TASK DIRECTIONS:
Where the word "window" appears in a line below, copy the whole line.

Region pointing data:
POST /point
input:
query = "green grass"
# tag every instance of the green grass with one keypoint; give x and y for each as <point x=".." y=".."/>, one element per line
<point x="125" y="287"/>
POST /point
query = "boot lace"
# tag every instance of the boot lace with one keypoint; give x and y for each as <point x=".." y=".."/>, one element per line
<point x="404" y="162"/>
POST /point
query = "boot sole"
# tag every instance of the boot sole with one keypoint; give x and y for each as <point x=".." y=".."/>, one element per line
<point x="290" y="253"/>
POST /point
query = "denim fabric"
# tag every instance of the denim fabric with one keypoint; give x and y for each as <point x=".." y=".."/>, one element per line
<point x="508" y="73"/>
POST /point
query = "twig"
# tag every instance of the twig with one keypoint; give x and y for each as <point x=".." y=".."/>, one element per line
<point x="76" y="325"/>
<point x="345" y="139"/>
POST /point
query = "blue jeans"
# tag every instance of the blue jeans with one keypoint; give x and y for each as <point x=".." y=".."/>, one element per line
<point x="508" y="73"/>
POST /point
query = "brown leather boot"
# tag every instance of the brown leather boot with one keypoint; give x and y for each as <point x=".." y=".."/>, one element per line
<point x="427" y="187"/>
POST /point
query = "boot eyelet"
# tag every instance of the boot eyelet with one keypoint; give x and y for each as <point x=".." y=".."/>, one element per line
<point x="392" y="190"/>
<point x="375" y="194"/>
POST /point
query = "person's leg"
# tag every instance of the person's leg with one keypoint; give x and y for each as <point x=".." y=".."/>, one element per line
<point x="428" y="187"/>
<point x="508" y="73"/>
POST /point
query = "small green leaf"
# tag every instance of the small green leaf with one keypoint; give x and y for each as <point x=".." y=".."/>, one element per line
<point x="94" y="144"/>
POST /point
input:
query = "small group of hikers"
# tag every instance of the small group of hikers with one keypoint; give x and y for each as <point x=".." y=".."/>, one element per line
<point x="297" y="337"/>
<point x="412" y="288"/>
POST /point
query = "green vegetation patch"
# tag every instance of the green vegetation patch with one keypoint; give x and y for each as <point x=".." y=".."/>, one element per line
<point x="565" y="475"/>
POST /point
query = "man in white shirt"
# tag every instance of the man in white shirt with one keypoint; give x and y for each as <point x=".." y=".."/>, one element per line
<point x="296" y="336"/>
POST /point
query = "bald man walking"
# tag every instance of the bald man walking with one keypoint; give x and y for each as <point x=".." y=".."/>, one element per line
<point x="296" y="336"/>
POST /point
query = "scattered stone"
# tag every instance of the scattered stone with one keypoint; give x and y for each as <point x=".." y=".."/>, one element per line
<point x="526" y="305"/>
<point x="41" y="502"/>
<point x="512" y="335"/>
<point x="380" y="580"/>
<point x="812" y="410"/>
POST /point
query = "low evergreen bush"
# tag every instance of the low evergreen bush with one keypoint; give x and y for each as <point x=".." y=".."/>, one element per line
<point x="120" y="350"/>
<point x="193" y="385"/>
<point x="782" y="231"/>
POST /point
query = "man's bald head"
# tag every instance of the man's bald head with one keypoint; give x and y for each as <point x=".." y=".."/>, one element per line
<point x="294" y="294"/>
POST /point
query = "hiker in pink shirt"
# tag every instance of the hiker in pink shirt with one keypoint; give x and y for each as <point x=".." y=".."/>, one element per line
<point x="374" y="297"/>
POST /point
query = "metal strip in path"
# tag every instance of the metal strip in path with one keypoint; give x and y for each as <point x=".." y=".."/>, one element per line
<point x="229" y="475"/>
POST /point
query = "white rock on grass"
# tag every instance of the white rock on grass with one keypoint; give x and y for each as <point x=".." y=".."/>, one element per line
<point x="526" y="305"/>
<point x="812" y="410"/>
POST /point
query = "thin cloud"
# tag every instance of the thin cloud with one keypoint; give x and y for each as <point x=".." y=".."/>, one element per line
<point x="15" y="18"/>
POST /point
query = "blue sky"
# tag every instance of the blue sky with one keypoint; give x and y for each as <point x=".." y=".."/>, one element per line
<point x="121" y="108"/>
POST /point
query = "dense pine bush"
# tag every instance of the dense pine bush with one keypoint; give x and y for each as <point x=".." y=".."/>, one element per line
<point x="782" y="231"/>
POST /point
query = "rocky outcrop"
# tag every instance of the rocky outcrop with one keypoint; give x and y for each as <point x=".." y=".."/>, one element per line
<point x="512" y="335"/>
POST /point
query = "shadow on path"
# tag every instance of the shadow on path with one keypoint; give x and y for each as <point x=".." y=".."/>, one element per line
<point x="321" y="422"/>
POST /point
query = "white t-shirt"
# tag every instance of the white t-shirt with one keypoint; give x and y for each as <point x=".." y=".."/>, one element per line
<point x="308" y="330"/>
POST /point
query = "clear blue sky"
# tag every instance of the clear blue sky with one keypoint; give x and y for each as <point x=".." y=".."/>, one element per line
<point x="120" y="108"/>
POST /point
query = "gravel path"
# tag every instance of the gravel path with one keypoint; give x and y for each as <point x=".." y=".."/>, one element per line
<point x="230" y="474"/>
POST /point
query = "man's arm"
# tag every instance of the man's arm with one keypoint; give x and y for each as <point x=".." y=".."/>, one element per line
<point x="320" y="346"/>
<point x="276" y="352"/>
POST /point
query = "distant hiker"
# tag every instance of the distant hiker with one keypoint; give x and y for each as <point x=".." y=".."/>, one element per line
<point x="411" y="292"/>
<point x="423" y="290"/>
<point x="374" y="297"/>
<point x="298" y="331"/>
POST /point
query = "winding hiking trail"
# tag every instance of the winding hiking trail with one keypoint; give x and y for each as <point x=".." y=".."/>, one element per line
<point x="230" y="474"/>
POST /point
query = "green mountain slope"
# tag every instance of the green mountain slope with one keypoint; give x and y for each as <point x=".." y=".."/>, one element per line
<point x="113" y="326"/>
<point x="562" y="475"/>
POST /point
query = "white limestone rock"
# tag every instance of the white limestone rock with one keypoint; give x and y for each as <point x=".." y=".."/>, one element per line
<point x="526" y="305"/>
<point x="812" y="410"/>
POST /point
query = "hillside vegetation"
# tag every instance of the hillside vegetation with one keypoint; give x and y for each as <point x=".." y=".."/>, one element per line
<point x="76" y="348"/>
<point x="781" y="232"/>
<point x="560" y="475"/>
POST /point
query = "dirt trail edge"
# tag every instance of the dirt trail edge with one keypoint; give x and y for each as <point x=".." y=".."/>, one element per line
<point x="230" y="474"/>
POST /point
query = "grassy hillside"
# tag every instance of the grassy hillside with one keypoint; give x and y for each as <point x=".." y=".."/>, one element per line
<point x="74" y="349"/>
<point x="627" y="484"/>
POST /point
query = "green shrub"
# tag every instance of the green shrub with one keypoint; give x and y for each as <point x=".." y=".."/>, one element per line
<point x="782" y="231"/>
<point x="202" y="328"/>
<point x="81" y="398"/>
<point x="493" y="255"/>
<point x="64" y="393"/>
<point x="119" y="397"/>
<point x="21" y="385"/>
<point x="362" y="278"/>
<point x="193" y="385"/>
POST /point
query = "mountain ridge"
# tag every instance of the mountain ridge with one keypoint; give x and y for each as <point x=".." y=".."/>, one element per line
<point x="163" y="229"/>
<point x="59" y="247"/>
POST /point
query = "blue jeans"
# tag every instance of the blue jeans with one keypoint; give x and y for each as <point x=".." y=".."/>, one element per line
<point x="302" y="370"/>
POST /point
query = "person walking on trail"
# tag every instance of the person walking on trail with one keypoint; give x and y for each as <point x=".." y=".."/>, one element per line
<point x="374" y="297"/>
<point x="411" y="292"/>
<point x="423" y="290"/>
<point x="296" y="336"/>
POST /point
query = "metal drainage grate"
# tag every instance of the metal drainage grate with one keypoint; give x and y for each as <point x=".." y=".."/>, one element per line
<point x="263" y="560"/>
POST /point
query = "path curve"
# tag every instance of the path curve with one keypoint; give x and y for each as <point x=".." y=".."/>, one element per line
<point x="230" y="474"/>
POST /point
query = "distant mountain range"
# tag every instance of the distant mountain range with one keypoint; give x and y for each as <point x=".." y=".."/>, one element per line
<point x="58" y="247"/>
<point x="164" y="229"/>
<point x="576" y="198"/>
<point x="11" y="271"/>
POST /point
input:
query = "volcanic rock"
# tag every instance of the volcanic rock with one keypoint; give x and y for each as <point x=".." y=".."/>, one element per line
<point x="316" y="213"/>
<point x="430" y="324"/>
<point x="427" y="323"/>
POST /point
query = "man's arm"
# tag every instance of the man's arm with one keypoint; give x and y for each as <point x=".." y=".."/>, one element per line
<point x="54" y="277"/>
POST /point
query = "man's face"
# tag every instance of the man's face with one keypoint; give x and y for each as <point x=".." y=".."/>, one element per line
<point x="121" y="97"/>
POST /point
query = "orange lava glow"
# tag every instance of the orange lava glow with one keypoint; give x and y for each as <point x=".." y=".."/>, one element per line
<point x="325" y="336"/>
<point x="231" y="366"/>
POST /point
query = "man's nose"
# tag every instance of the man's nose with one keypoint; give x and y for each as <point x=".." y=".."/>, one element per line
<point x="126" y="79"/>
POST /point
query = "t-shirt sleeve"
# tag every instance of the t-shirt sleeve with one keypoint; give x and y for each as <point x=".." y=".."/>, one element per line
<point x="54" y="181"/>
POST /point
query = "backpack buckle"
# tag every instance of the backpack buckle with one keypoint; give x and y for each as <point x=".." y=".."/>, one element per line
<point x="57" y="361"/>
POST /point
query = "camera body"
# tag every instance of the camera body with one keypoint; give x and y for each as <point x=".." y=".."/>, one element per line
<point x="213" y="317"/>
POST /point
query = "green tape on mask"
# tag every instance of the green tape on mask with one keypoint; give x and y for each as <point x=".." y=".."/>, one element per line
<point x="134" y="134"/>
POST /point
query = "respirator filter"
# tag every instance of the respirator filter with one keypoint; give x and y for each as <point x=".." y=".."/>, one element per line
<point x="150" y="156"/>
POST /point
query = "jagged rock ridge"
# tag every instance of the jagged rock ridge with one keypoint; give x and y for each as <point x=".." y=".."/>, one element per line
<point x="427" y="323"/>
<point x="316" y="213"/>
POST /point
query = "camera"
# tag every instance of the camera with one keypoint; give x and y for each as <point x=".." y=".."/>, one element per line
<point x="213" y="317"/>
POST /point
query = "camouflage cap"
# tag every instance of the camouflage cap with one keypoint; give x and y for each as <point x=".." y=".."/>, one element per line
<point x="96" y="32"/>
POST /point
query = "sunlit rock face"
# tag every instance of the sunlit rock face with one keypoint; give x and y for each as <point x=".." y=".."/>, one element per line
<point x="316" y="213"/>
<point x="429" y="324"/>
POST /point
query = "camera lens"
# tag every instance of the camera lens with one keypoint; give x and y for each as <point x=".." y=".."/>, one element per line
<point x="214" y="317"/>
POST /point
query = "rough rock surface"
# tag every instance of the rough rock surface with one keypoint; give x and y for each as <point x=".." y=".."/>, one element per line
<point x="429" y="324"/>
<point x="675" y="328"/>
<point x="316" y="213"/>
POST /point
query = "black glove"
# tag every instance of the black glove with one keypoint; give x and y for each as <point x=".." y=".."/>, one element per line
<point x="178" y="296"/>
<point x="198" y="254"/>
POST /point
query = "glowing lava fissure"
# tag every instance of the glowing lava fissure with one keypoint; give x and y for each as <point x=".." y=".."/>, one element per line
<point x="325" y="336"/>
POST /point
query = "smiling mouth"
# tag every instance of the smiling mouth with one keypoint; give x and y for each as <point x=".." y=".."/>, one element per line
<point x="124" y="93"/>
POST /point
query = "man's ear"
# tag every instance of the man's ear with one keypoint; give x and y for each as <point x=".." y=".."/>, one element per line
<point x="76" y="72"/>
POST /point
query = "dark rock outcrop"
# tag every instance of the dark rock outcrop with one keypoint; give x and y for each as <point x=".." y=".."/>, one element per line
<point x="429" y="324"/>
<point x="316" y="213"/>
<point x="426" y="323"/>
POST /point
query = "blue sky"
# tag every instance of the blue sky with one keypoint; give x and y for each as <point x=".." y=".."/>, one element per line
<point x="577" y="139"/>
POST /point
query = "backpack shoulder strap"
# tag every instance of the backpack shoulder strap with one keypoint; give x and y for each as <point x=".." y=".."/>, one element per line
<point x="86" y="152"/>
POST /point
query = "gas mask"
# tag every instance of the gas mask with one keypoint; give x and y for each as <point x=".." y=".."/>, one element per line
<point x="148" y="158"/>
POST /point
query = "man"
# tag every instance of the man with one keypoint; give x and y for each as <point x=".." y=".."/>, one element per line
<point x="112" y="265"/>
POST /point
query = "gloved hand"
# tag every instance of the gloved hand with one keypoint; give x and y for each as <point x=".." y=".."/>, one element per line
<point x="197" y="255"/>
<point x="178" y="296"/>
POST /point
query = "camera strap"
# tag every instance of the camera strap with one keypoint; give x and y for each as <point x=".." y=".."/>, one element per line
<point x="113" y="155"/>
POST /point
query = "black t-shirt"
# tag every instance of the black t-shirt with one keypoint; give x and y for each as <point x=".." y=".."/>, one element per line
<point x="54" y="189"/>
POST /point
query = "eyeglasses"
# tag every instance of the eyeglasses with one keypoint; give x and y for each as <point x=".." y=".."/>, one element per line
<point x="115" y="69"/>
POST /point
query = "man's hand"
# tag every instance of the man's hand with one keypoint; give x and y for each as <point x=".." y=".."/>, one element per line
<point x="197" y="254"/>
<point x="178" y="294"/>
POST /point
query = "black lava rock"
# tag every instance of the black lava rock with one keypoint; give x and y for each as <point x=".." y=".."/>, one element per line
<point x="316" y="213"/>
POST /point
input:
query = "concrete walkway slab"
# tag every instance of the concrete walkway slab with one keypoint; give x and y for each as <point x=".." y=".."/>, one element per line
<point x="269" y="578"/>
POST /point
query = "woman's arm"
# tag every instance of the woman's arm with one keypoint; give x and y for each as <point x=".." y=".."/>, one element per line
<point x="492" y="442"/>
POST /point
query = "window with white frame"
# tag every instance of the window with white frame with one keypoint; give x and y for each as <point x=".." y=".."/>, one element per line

ANSWER TO THE EXERCISE:
query = "window with white frame"
# tag every instance of the window with white frame with one keypoint; give x and y for each as <point x=".." y=".."/>, one element per line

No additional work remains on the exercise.